Task: Format as a JSON list of strings, one per line and skipping blank lines, the lines from the one containing "the noodle tips?" to the one containing "[254,52,264,66]", both included. Leave the pictures out.

Exercise input:

- - - - -

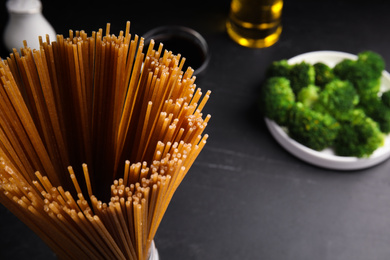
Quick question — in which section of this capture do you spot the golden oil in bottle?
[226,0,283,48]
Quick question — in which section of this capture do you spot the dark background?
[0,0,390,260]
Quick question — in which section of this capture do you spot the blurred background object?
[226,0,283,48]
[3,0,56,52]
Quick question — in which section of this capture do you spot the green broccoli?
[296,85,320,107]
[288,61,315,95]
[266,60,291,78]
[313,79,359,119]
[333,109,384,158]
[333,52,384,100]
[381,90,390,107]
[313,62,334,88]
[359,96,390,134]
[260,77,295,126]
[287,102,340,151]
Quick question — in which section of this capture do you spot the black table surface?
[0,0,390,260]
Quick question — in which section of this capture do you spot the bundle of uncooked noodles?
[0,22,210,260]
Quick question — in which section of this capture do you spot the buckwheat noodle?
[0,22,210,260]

- - - - -

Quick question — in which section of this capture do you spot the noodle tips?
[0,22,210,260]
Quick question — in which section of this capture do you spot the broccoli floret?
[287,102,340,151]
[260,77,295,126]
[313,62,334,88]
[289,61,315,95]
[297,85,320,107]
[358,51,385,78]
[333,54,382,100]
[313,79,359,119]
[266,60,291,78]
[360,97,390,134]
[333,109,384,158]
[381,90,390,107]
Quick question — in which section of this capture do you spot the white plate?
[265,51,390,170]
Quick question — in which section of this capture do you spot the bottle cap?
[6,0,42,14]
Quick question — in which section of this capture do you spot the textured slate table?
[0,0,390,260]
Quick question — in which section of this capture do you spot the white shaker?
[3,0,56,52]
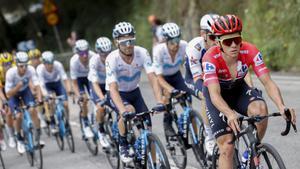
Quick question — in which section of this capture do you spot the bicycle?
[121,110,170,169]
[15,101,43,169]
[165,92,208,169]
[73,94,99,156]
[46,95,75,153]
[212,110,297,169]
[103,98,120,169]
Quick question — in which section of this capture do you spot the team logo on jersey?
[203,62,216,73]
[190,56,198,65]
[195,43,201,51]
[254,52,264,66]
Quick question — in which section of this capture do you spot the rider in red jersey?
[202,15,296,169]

- - - - -

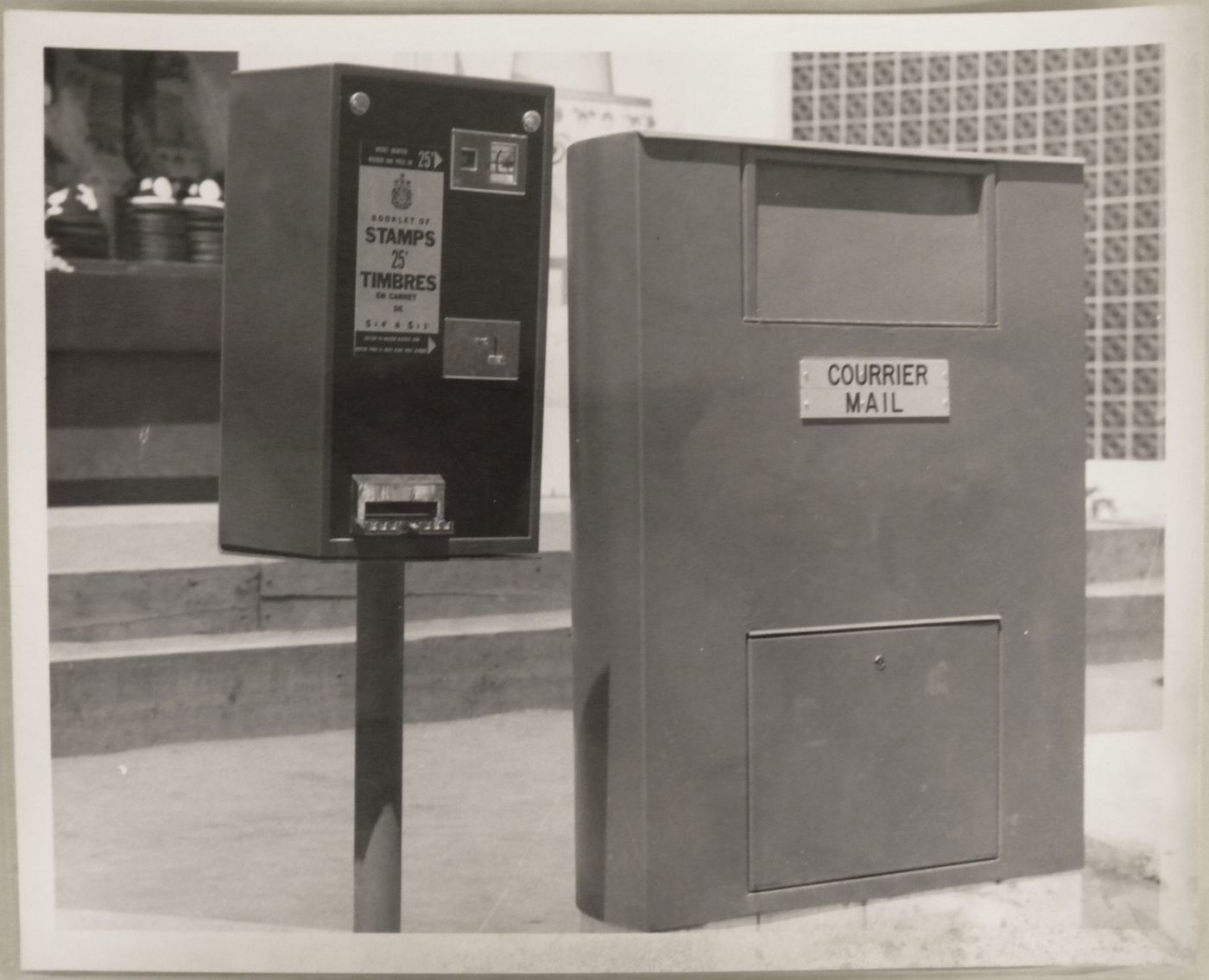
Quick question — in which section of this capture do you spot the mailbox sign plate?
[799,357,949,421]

- - - - -

Response to the task:
[
  "Quick question — in which section of this capture do you spot the noodle tips?",
  "[0,22,210,260]",
  "Quick question — in which section of this capture do you spot the broccoli floret?",
  "[287,102,340,151]",
  "[260,77,295,126]",
  "[313,62,334,88]",
  "[289,61,315,95]",
  "[297,85,320,107]",
  "[358,51,385,78]",
  "[333,54,382,100]",
  "[313,79,359,119]",
  "[266,60,291,78]",
  "[360,97,390,134]",
  "[333,109,384,158]",
  "[381,90,390,107]",
  "Quick question — in which section of this capture do you spot the white plate?",
  "[265,51,390,170]",
  "Quick question — in which section of this capture do you spot the bottle cap?",
  "[6,0,42,14]",
  "Quick question — in which section of this capture do you spot the textured slate table?",
  "[0,0,390,260]",
  "Quick question — in which section of this capture do you spot the white shaker?",
  "[3,0,56,52]",
  "Quick question — in which section of this capture do you spot the bicycle?",
  "[121,110,170,169]",
  "[15,101,43,169]",
  "[165,92,208,169]",
  "[73,94,99,156]",
  "[46,95,75,153]",
  "[212,110,297,169]",
  "[103,98,120,169]",
  "Quick question — in which section of this capture do you spot the team logo on jersey?",
  "[203,62,216,73]",
  "[190,56,198,65]",
  "[195,43,201,51]",
  "[254,52,264,66]"
]